— start —
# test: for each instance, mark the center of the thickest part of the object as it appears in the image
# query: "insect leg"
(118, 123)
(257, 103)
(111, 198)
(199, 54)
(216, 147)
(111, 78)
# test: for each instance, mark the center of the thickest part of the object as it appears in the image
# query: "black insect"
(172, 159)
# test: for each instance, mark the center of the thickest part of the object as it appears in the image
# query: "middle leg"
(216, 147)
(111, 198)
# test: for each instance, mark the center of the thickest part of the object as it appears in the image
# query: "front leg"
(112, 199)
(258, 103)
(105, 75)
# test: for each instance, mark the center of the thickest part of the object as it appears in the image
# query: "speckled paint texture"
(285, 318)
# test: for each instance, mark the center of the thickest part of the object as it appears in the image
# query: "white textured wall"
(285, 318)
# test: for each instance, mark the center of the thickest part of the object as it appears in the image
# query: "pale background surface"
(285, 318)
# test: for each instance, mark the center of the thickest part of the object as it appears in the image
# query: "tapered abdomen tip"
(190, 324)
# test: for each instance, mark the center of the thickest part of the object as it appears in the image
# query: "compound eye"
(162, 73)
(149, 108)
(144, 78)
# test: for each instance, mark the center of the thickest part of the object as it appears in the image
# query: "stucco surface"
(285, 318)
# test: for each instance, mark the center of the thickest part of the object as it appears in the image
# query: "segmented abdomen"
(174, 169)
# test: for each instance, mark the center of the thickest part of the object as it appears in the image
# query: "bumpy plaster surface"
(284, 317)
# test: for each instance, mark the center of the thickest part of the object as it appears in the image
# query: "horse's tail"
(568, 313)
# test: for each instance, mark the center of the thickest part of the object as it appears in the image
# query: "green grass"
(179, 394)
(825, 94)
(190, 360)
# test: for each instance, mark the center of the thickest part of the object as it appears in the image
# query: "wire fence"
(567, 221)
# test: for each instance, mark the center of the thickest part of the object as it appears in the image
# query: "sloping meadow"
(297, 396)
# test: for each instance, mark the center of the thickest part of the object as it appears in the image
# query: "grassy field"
— end —
Pick out each line above that contains the string "abdomen", matching case, and copy those lines in full.

* [Response]:
# query: "tapered abdomen tip"
# query: "segmented abdomen"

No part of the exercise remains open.